### Data for this task
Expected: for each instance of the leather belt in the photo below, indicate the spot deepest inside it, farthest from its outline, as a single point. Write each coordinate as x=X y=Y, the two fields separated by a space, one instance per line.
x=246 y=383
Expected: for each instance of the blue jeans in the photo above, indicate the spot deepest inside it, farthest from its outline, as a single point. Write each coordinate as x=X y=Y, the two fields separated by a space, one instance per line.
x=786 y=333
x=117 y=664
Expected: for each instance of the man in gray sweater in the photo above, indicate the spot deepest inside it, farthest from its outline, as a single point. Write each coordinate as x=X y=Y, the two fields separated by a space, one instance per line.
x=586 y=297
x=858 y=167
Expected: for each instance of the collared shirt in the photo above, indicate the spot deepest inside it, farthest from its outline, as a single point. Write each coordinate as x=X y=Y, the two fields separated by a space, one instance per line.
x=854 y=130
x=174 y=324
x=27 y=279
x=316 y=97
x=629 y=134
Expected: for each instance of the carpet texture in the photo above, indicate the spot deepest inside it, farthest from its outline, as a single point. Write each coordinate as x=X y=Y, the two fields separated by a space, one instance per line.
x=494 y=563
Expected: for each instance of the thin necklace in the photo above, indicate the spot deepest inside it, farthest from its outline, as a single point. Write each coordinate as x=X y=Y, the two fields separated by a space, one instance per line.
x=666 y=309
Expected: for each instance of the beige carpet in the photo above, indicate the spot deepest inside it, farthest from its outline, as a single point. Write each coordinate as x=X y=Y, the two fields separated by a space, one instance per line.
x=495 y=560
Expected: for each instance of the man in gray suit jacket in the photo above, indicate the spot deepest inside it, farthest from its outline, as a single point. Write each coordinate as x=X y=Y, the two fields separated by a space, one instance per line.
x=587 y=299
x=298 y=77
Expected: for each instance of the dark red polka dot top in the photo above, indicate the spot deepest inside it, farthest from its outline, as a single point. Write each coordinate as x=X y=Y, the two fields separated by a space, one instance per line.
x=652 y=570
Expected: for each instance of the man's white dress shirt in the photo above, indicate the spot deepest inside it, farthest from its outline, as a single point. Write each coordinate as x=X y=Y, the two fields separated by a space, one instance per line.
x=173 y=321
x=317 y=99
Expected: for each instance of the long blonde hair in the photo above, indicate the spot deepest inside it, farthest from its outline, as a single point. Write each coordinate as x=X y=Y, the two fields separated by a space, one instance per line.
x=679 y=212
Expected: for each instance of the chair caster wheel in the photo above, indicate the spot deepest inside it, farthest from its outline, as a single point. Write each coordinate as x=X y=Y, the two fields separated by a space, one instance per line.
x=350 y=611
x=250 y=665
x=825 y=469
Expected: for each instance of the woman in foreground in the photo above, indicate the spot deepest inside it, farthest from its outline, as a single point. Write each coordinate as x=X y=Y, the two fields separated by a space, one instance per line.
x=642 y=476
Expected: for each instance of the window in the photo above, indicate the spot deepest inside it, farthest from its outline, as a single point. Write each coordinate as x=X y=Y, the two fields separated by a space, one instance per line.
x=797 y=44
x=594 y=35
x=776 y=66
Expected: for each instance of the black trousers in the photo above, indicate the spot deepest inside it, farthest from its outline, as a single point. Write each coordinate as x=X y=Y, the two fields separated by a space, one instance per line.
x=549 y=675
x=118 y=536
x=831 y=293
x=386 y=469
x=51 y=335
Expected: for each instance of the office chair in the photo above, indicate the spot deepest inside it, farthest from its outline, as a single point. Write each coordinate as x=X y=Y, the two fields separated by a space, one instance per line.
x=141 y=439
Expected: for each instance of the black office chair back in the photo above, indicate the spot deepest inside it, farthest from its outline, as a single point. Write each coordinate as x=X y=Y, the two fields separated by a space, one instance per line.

### Task prompt
Copy the part of the listing that starts with the line containing "Expected: for each instance of the blue" and continues through the line containing "x=652 y=570", substituting "boundary" for "outline" and leaving everything else unchanged.

### Task result
Expected: for each instance of the blue jeans in the photo above, indicate the spot deepest inside it, farthest from its boundary, as a single point. Write each coordinate as x=X y=Y, the two fields separated by a space, one instance per line.
x=786 y=333
x=117 y=664
Expected: for each instance of the man in gray sweater in the photo above, indicate the spot deepest inside it, farthest from its boundary, as a single point. Write each coordinate as x=X y=Y, the two fields separated by a space, one instance per line.
x=586 y=297
x=858 y=167
Expected: for each instance of the collared shirt in the photo above, indicate the spot deepest inside it, farthest from its boundary, as a single point. Write each coordinate as x=X y=Y, the two fields separated by a space, one instance per line.
x=854 y=130
x=174 y=324
x=27 y=279
x=316 y=97
x=629 y=134
Expected: for each instance of the carpet texture in the photo above, indicate the spot deepest inside it, farthest from its boundary, as a single point. Write each coordinate as x=X y=Y, the two fields separated by a space, one instance per line.
x=494 y=563
Expected: for each instance of the thin necklace in the photo above, indicate the spot deepest inside it, farthest from its boundary, as a single point. Write each coordinate as x=X y=Y, the two fields separated by a space, one instance per line.
x=666 y=309
Expected: for each instance of the beige carpet in the photo above, indicate the spot deepest inside it, farthest from its boundary, as a single point. Write each coordinate as x=X y=Y, the two fields separated by a space, one instance per line.
x=495 y=560
Expected: for each instance of the man in gray suit jacket in the photo above, indicate the spot deepest inside it, farthest from its boundary, as a single point. Write each coordinate as x=X y=Y, the two fields separated by a space, one instance per line.
x=587 y=299
x=298 y=77
Expected: for each instance of the dark red polka dot top in the photo above, indicate the spot deepest inside it, farthest from its boundary, as a single point. Write each coordinate as x=X y=Y, the two fields separated by a space, one instance per line.
x=652 y=570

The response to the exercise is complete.